STATED PROBLEM - Copy every row below word for word, without the pictures.

LISTED RECORDS -
########
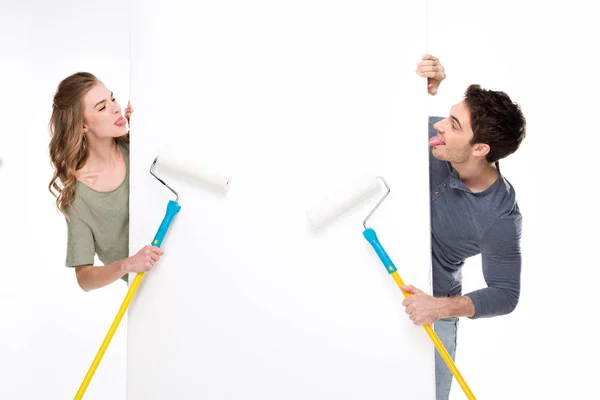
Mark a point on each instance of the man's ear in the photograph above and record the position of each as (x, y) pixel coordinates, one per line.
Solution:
(481, 149)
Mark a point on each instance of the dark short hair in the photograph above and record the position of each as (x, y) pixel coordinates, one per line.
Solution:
(496, 121)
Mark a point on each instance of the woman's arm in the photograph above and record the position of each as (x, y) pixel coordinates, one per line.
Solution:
(90, 277)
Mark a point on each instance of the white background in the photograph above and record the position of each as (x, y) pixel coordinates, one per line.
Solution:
(542, 56)
(50, 329)
(292, 100)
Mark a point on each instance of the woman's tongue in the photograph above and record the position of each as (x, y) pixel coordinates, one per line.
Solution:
(436, 141)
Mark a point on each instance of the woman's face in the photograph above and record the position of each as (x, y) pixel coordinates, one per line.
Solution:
(102, 114)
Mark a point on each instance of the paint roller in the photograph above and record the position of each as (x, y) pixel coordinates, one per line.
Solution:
(185, 167)
(323, 212)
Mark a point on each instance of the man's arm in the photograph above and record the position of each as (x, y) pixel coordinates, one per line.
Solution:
(501, 263)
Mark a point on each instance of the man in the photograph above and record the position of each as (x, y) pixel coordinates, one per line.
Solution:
########
FINAL RESULT -
Mark a point on each instance of the man's ear in the photograph above and record the position of each as (x, y) pixel coordinates, one per line.
Solution:
(481, 149)
Mark a point on each instance of the dark short hair in the photograph above and record the position of each as (x, y) pixel coordinates, one per line.
Solution:
(496, 121)
Mark a point on each instance of the woman's arm in the photograph above and record the position of each as (x, y) pixel coordinates, one per line.
Solution:
(90, 277)
Mark a point on each instance of the white background in the photograph above and record the position of each as (x, y) pixel coordinates, one per line.
Solution:
(542, 56)
(50, 329)
(292, 100)
Mark a point on each instance of the woman's tongue in the photograph above and record the position of each as (x, y) pixel coordinates, one per line.
Solution:
(436, 141)
Mark a point on each instance of the woman's face in the photograph above and record the position of each as (x, y) pixel coordinates, one per line.
Solution:
(102, 114)
Mark a point on each instance of the paint roller in the photograph above and record the position of each as (x, y) pixel coordinates, one per line.
Solution:
(185, 167)
(323, 212)
Mark a point on each instance of the man's arm in the photograph above and record the position of each as (x, y) pixel coordinates, one per line.
Solution:
(501, 263)
Mark a point on each instance of the man in the photograph above and record the position of each as (x, y) pixel coordinates, one per line.
Solution:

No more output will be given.